EXERCISE REQUIREMENTS
• A. According to the page below on the 1983 film Hysterical, who was responsible for its cinematography?
• B. From the page on the film Hysterical below, return word for word the stretch from "- Theatrical release" through "Starring: (See article)".

SELECTED PASSAGE
──────

- Theatrical release poster
- Directed by: Chris Bearde
- Written by: Chris Bearde Bill Hudson Brett Hudson Mark Hudson Trace Johnston
- Produced by: William J. Immerman Gene Levy
- Starring: (See article)
- Cinematography: Thomas Del Ruth
- Edited by: Stanley Frazen
- Music by: Bob Alcivar Robert O. Ragland
- Distributed by: Embassy Pictures
- Release date: July 30, 1983;
- Running time: 86 minutes
- Country: United States
- Language: English
- Budget: $6 million

= Hysterical (1983 film) =

Hysterical is an American comedy film directed by Chris Bearde. Released on July 30, 1983, by Embassy Pictures, it is a spoof of the horror film genre. The film stars the Hudson Brothers.

──────

EXCERPTED DATA
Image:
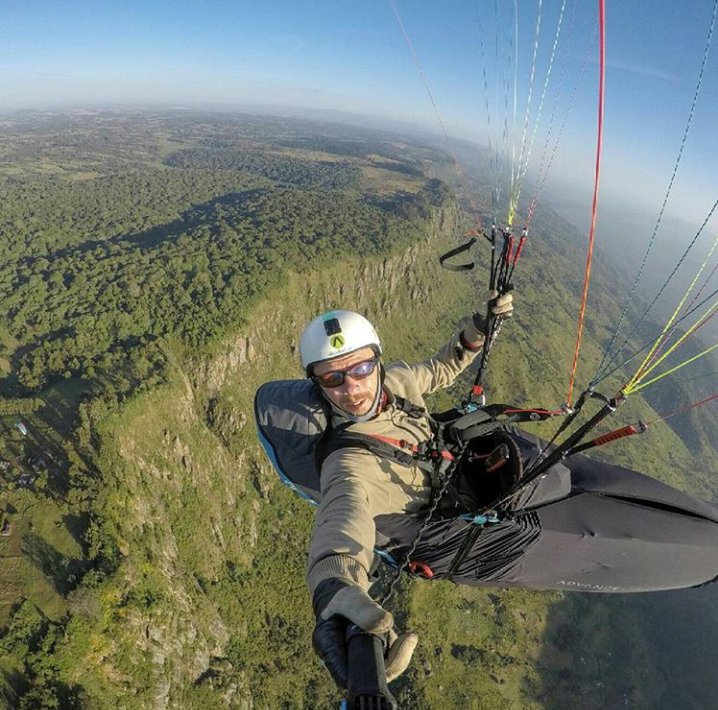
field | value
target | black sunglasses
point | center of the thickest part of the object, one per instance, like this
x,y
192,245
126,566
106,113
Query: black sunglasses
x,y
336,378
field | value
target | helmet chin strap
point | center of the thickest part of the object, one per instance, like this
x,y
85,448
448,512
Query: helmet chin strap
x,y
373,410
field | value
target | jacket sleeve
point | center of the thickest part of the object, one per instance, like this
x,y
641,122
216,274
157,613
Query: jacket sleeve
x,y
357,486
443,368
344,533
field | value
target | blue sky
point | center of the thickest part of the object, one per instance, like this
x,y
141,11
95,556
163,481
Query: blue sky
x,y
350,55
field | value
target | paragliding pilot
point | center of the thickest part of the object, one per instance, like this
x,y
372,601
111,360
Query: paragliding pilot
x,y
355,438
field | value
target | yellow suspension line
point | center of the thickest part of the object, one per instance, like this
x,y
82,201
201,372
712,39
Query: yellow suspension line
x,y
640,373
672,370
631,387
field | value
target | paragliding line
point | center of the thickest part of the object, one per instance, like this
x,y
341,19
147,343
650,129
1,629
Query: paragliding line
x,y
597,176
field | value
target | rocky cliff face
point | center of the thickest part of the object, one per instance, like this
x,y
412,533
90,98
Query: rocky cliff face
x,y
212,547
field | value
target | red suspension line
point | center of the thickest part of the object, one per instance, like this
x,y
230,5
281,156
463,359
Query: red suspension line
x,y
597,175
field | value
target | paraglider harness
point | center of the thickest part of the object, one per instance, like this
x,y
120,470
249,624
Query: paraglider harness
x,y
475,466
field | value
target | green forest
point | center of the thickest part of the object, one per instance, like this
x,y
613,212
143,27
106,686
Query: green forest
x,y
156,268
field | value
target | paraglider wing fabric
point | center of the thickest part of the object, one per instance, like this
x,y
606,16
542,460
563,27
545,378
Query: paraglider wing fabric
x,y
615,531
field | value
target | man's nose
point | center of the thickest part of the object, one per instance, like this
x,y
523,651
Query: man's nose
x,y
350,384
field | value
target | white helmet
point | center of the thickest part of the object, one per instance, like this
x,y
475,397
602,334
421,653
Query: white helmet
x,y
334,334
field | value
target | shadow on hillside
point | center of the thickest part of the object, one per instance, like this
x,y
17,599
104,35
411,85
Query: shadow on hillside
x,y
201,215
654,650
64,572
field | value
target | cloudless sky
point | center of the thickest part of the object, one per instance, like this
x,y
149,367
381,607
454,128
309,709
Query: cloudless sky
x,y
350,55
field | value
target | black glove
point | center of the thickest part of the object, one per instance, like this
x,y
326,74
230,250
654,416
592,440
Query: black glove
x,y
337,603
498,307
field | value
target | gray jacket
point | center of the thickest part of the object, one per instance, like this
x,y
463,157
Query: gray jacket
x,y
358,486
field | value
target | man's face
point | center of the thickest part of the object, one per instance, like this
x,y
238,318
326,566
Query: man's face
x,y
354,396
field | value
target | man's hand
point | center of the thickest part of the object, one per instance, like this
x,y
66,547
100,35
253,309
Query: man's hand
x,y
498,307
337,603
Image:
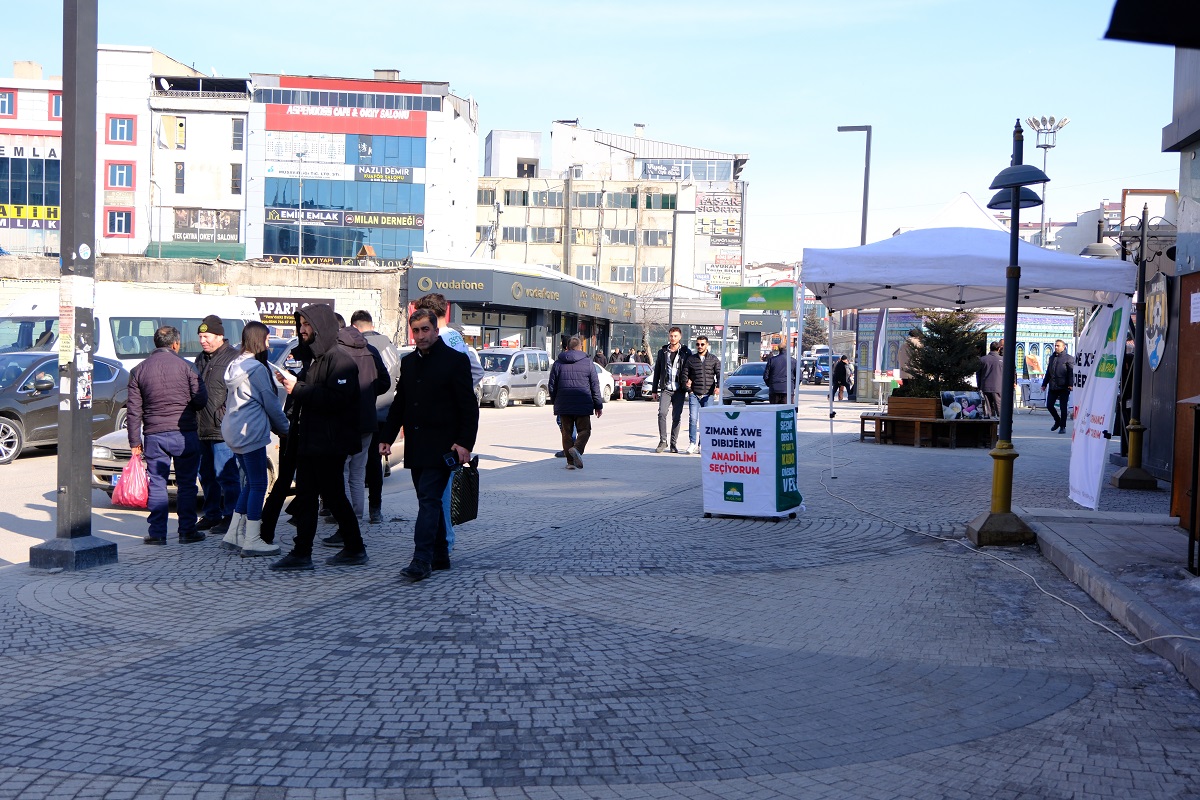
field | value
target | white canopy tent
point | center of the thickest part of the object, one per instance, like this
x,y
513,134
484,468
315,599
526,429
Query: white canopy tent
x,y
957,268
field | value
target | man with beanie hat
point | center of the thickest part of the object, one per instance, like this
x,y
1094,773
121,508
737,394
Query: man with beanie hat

──────

RESPONSES IN ORDER
• A. Thomas Del Ruth

• B.
- Theatrical release poster
- Directed by: Chris Bearde
- Written by: Chris Bearde Bill Hudson Brett Hudson Mark Hudson Trace Johnston
- Produced by: William J. Immerman Gene Levy
- Starring: (See article)